MATERIAL TO PROCESS>

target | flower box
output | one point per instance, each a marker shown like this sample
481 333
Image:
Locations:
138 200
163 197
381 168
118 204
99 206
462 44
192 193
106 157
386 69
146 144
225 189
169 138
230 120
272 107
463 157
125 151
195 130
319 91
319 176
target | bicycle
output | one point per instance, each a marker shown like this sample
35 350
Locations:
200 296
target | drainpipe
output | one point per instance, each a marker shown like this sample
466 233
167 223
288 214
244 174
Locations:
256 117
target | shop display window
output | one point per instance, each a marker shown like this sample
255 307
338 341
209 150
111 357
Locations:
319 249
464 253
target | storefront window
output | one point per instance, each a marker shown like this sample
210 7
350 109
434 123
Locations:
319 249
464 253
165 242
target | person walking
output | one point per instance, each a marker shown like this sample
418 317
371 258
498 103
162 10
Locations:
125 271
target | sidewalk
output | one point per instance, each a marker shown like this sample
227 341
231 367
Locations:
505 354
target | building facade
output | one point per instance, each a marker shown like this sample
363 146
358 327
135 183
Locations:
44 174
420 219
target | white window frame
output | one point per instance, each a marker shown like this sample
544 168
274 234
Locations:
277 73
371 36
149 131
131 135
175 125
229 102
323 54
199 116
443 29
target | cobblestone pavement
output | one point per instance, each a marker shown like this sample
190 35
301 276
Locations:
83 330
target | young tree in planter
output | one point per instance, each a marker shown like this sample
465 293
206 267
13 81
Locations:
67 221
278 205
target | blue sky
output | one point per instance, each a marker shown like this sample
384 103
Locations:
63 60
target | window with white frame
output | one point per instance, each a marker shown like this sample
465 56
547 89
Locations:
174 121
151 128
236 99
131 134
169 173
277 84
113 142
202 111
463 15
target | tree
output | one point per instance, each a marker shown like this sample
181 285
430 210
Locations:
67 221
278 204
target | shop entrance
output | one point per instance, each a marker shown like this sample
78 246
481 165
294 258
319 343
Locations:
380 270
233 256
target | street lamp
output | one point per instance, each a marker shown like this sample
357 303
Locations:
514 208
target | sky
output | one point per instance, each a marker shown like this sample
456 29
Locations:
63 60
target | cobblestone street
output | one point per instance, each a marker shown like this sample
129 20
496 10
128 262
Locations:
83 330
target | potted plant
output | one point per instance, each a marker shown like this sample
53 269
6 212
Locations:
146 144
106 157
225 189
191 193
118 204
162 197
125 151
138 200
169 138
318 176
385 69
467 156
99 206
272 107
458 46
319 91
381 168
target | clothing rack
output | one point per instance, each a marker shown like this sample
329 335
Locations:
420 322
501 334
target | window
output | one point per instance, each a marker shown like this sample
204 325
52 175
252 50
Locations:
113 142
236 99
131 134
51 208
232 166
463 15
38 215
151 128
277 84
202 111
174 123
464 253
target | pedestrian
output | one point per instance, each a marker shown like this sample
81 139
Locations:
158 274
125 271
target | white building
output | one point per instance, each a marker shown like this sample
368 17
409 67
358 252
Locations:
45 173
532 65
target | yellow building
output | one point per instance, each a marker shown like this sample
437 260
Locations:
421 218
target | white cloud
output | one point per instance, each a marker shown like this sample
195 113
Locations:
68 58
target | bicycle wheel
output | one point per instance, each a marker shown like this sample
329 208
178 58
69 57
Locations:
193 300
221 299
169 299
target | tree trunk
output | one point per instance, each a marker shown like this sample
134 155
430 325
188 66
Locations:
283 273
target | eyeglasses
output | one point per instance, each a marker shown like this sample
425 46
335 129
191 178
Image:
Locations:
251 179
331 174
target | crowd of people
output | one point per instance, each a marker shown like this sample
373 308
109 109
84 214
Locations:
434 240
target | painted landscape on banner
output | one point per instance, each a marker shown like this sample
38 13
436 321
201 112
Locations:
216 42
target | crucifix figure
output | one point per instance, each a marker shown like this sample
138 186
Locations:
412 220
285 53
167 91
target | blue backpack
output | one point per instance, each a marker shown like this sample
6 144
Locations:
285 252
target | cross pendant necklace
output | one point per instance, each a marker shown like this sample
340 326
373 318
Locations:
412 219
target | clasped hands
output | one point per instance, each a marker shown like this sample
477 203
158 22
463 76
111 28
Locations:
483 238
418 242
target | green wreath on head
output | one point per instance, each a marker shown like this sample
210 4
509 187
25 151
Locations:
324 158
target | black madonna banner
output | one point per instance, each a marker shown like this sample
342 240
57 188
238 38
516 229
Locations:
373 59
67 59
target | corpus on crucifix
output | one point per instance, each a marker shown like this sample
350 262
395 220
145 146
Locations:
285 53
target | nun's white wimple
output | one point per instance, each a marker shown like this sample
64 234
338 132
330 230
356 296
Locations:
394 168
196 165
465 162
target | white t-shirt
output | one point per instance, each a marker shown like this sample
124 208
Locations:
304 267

WORK TO BE COMPLETED> The full set of entries should appear again, unchanged, line by line.

SOLUTION FOR THIS PROBLEM>
target | flower box
output | one point per instance, each a marker shown like this sample
481 333
Image:
Locations:
138 200
163 197
381 168
118 204
99 206
462 44
192 193
106 157
386 69
146 144
225 189
169 138
230 120
272 107
463 157
125 151
195 130
319 91
319 176
target | bicycle
output | one point per instance, each a marker shown like this sample
35 350
Locations:
200 296
target | drainpipe
output | one point per instance, each a marker shown like this sample
466 233
167 223
288 214
244 174
Locations:
256 117
target | shop display window
output | one point per instance, each a marker shown like this sample
255 307
338 341
209 150
111 357
Locations:
319 249
464 253
target | storefront window
output | one point per instance, each a marker shown like this sample
210 7
350 109
434 123
Locations:
319 249
464 253
165 242
target | person walking
output | one point per instance, each a marker shown like this sample
418 317
371 258
498 103
162 10
Locations:
125 271
target | sidewalk
output | one point per instance, each a marker shown like this sample
227 341
231 367
Locations:
505 354
target | building facade
output | one point per instance, each a marker shown like this sample
363 146
358 327
135 183
Locations:
44 174
420 219
target | white window frame
output | one point per instance, each a marker shown like this sample
544 168
274 234
Locations:
277 73
371 36
149 131
131 135
175 125
229 102
323 54
199 116
443 29
target | cobblestone pavement
output | one point per instance, each a marker shown like this sample
190 35
301 276
Locations:
83 330
target | young tree in planter
output | one point per instance, each a marker shown like this sample
465 293
206 267
13 81
Locations:
67 221
278 205
target | blue sky
output | one point per instance, each a marker shown like this sample
384 103
Locations:
63 60
target | window with white frame
output | one point per instance, each a marker shown like this sample
465 56
547 89
Locations:
174 121
151 128
236 99
131 134
169 173
277 84
113 142
202 111
463 15
target | tree
output | one point per instance, each a marker shown like this sample
181 285
430 210
Locations:
67 221
278 204
target | shop entrance
output | one point per instance, each a marker shown like this sample
78 246
481 165
294 258
319 343
Locations:
380 270
233 256
target | street lamp
output | one point per instance, each a marker shown like this sample
357 303
Locations:
514 208
target | sky
output | one point per instance, each a marker shown like this sample
456 29
Locations:
63 60
target | cobblestone street
output | one point per instance, each a marker shown like this sample
129 20
496 10
128 262
Locations:
83 330
target | potted plant
output | one point per instance, each a marker shown like this sample
53 269
6 212
Locations:
146 144
106 157
225 189
191 193
118 204
162 197
125 151
138 200
169 138
318 176
385 69
467 156
99 206
272 107
458 46
319 91
381 168
target | clothing rack
output | one point per instance, each a marker shown like this sample
329 335
Locations:
420 322
501 334
target | window
output | one point per instance, each a marker shown like this sample
204 325
52 175
252 50
Locations:
113 142
236 99
131 134
51 208
232 166
463 15
38 215
151 128
277 84
202 111
174 123
464 253
target | pedestrian
output | one point per instance, each a marker shown like this sample
81 139
Locations:
158 274
125 271
target | white building
output | one point per instance, each a marker shown like this sample
368 17
409 67
358 252
Locations:
45 173
532 65
target | yellow building
output | one point per instance, each a marker shown like this sample
437 260
Locations:
421 218
target | white cloud
output | one point per instance, each a marker shown like this sample
195 113
Locations:
68 58
target | bicycle wheel
output | one point per instance, each a marker shown like this sample
329 208
178 58
69 57
Locations:
193 300
221 299
169 299
target | tree trunk
output | one point per instance, each a marker shown like this sample
134 155
430 325
188 66
Locations:
283 273
target | eyeglasses
output | one point per instance, each a marker shown like this sample
425 46
335 129
191 178
Image:
Locations:
251 179
331 174
target | crowd of people
output | one point per instance, each a marker shown like this sample
373 308
109 109
84 214
Locations:
434 240
target | painted landscape on banner
output | one point per instance, each a marker shown like this sample
38 13
436 321
201 112
Locations:
216 42
target | crucifix figure
output | one point per instance, each a marker shown like this sample
138 186
Locations:
412 220
285 53
167 91
target | blue backpack
output | one point per instance, each a marker shown like this sample
6 144
Locations:
285 252
target | cross pendant necklace
output | one point per instance, each a marker shown like this sample
340 326
373 318
Locations:
412 219
target | clasped hands
output | one point per instance, each a marker shown like this sample
477 203
158 22
463 76
111 28
Locations:
483 238
418 242
target | green wreath on head
output | one point per instance, each a marker shown like this sample
210 4
509 187
25 151
Locations:
324 158
target | black madonna banner
output | one point per instance, each a marker shown like this sample
342 240
57 188
238 38
516 229
Locations:
373 59
67 59
target | corpus on crucifix
output | one point per instance, each a marker shown like this sample
350 262
395 220
145 146
Locations:
285 53
target | nun's white wimple
output | one point per instance, each a marker shown like this sample
64 234
338 132
330 230
356 296
Locations:
394 168
196 165
465 162
target | white t-shirt
output | one point per instance, each a marker shown like this sample
124 208
Locations:
304 267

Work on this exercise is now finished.